--- Opdracht 1 ---
Beantwoord deze vragen over het tekstfragment over kinderopvang en peuterspeelzaalwerk:
(a) Over welke stad gaan de projecten?
(b) Wat breidt de peuterspeelzaal samen met de kinderopvang uit?
(c) Met hoeveel basisscholen wordt de samenwerking verdiept?
--- Opdracht 2 ---
Vertaal graag deze zin uit het tekstfragment over kinderopvang en peuterspeelzaalwerk in het Engels: "Zo worden ouders in de gelegenheid gesteld om een inburgeringtraject of scholing te volgen."

Spectrum, CMO Gelderland
|
Projecten Harmonisatie Kinderopvang en peuterspeelzaalwerk in Arnhem
17
Bovenstaande overwegingen leidden tot de volgende projectdoelstellingen: 1. Kinderopvang en peuterspeelzaal bieden samen een uitdagend en stimulerend aanbod voor peuters. Er is extra aandacht voor het inlopen van de (taal)achterstand voor de start op de basisschool. 2. Een aanbod opvoedingsondersteuning voor ouders om zich competent te voelen en te zijn in opvoeden. 3. De peuterspeelzaal breidt, in samenwerking met de kinderopvang, de opvangtijden uit. Zo worden ouders in de gelegenheid gesteld om een inburgeringtraject of scholing te volgen. 4. De doorgaande lijn verbetert door inhoudelijke afstemming tussen peuterspeelzaal, kinderopvang en voorschool. De samenwerking met de twee basisscholen wordt verdiept. 5. Het verbinden van tradities van kinderopvang en peuterspeelzaal om beide functies te versterken, aan te vullen en van elkaar te leren.

--- Aangeleverd materiaal ---
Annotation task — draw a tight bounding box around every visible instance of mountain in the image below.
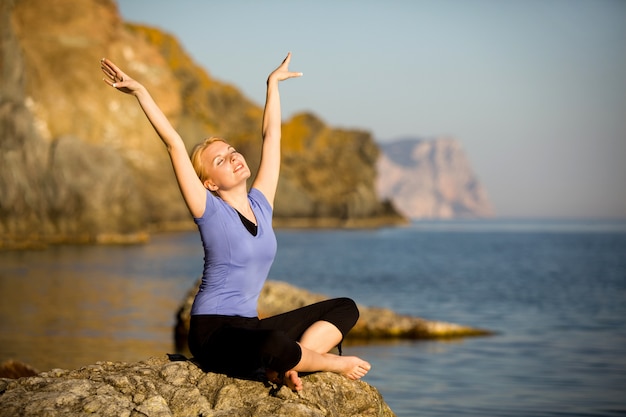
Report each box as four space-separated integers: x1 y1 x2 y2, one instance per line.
0 0 404 249
376 138 493 219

--- Volledig antwoord 1 ---
(a) Arnhem
(b) De opvangtijden
(c) Met twee basisscholen

--- Volledig antwoord 2 ---
In this way, parents are given the opportunity to take a civic integration program or training.